> [INPUT]

START

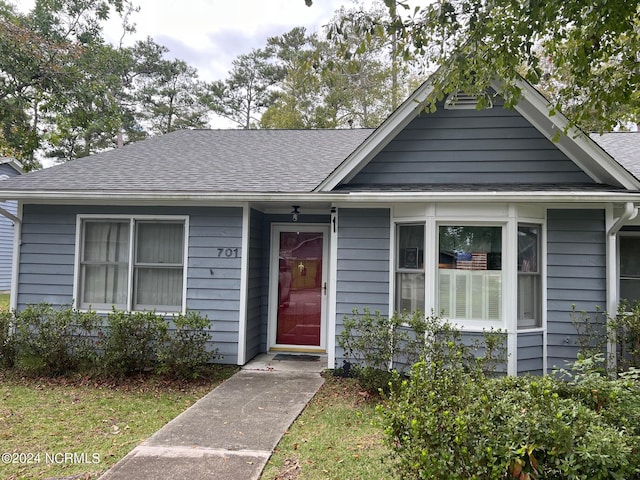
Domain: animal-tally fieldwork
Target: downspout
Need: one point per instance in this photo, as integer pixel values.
(17, 234)
(630, 212)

END

> [INSTRUCTIONS FOR THE TASK]
Write out each line of the material above word for word, leaving out the picture.

> [ANSWER BELOW]
Domain: animal-tally fieldwork
Target: downspout
Need: one point per instance in this photo, as integer pixel values.
(17, 234)
(630, 212)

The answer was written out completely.